| WHAT YOU NEED TO DO |
In the copy of the lines below, leave out pictures and print everything else exactly.

--- DATA EXTRACTS Enclosed Below ---

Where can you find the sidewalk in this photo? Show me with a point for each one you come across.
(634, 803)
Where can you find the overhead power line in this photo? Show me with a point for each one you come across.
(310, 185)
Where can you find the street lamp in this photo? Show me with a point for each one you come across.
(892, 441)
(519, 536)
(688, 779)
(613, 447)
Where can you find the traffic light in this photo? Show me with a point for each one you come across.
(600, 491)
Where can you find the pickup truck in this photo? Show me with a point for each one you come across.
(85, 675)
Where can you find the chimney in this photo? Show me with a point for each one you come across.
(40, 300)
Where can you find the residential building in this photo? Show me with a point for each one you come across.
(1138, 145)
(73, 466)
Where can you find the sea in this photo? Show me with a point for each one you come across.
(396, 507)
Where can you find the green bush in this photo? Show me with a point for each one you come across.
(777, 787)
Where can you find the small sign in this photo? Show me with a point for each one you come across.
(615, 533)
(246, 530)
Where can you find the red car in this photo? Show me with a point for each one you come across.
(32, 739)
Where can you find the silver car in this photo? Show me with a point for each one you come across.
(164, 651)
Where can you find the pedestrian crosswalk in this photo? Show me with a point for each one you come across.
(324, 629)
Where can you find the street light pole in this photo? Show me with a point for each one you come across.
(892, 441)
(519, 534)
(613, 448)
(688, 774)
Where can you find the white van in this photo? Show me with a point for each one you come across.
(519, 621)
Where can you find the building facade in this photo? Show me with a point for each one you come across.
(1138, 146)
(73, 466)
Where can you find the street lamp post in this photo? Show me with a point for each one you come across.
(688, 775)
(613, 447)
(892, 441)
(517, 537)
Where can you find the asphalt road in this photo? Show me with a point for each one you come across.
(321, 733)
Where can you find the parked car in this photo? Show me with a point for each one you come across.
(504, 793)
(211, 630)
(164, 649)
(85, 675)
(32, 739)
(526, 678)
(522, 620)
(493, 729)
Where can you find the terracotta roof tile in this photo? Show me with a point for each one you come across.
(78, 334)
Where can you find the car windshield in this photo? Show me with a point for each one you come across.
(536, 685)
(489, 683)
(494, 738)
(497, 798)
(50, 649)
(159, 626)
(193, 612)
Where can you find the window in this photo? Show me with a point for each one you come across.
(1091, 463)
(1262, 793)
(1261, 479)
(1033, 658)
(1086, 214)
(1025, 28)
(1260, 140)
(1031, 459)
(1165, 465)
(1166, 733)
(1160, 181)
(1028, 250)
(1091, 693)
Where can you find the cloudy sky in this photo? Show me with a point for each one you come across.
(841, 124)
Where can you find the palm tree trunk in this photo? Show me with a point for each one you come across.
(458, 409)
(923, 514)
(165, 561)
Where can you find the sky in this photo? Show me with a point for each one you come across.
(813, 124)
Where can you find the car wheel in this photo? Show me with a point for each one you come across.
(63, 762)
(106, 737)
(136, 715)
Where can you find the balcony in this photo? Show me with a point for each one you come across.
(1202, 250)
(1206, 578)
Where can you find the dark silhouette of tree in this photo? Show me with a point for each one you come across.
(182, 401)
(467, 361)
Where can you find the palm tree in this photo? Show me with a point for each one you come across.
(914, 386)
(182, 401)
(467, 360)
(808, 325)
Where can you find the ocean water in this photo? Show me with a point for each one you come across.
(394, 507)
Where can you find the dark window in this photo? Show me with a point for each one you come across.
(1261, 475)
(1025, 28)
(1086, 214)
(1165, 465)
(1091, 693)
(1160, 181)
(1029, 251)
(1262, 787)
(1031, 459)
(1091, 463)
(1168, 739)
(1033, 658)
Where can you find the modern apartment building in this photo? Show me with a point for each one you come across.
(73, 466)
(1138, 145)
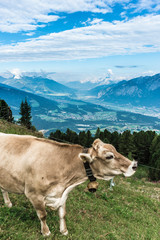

--- End of Enclosed DATA EXTRACTS ---

| YOUR SOLUTION |
Where can you find the sidewalk in this photo? Show me with a point for each one you come across.
(634, 803)
Where can you find the overhead power line in this photo? Show me with a point for each one you come across.
(310, 185)
Where can you find the street lamp in this photo? Show me with a point for each one you come across.
(892, 441)
(519, 536)
(688, 779)
(613, 447)
Where can you find the traffic light in this photo? Show me with a point for each one you come across.
(600, 491)
Where can you find the pickup truck in this photo? Show me with a point for each one you come across.
(85, 675)
Where can you find the chimney in this photo? Show me with a point for each one you come across.
(40, 300)
Where can you find the residential building in this photo? Show me with a point for each one you come across.
(1138, 145)
(73, 466)
Where can you find the sea in this photo? Show me with a point for each one you come across.
(396, 507)
Where can you find the green bush in this photo? Show me with a point for each one you come across.
(777, 787)
Where can you find the small sign in this photo? Show me with a point for each one you come across.
(615, 533)
(246, 530)
Where can you find the red car in this photo? Show me with a point for each one you come across.
(32, 739)
Where can you find the silver car in this photo? Show me with a point for each one you come across.
(164, 651)
Where can you find the pedestrian crosswalk in this photo? Show me with a point for each one you come across.
(324, 629)
Where can you find the street light pole in this photo? Show me with a point for each one you come across.
(892, 441)
(519, 534)
(613, 448)
(688, 774)
Where can you find the white van in this photo? Show me with a point for each one you come across.
(519, 621)
Where can you find the building facade in this photo? Show me with a point for each one you come across.
(1138, 146)
(73, 466)
Where can you find the street lamp post in this photo? Show me with a point for each one you come across.
(688, 775)
(613, 447)
(892, 441)
(517, 537)
Where can you find the asphalt road in this photo? Show me with a point for each one you come across.
(321, 733)
Where can you find the parked car in this photo? Show me with a point for each one you come across.
(504, 793)
(211, 630)
(164, 649)
(85, 675)
(32, 739)
(526, 678)
(522, 620)
(493, 729)
Where can you find the terracotta roof tile in this photo? Show me with a point for each one you come across.
(78, 334)
Where can you find the car windshield in this photo? Show me with a point for each one you come across.
(536, 685)
(489, 683)
(494, 738)
(497, 798)
(50, 649)
(159, 626)
(193, 612)
Where can you find the window in this photo? Show me with a point for each one you come across.
(1091, 463)
(1262, 793)
(1261, 479)
(1033, 658)
(1086, 214)
(1025, 28)
(1260, 140)
(1031, 459)
(1165, 465)
(1166, 733)
(1160, 181)
(1028, 250)
(1091, 693)
Where can you find the cloudy sky in this photo? Show me with a point for each one you come across.
(841, 124)
Where can you find the palm tree trunk in this photo? Show me with a point for each one you come across.
(458, 409)
(923, 514)
(165, 561)
Where can you find the sky in this photo? Show me with a point for each one you come across.
(813, 124)
Where can you find the car wheel in this photo? Show me with a point for each one you come across.
(63, 762)
(106, 737)
(136, 715)
Where can you find the balcony in this photo? Show me with a point for each one you come across.
(1202, 250)
(1206, 578)
Where can you find the dark silhouette of tree in this photo? Show me with a point for each one you come across.
(182, 401)
(467, 361)
Where can you find the palm tree in this photo? Show me with a point for each one you come across.
(914, 386)
(182, 401)
(467, 360)
(808, 325)
Where can you find the ocean water in this photo? Show me with a point for each one you come across.
(394, 507)
Where can you find the dark window in this photo? Show me with a point for each one you come across.
(1261, 475)
(1025, 28)
(1086, 214)
(1165, 465)
(1091, 693)
(1160, 181)
(1029, 251)
(1262, 787)
(1031, 459)
(1091, 463)
(1168, 739)
(1033, 658)
Where can you find the modern apartment building in this photo? Show me with a point for each one you come across.
(73, 466)
(1138, 145)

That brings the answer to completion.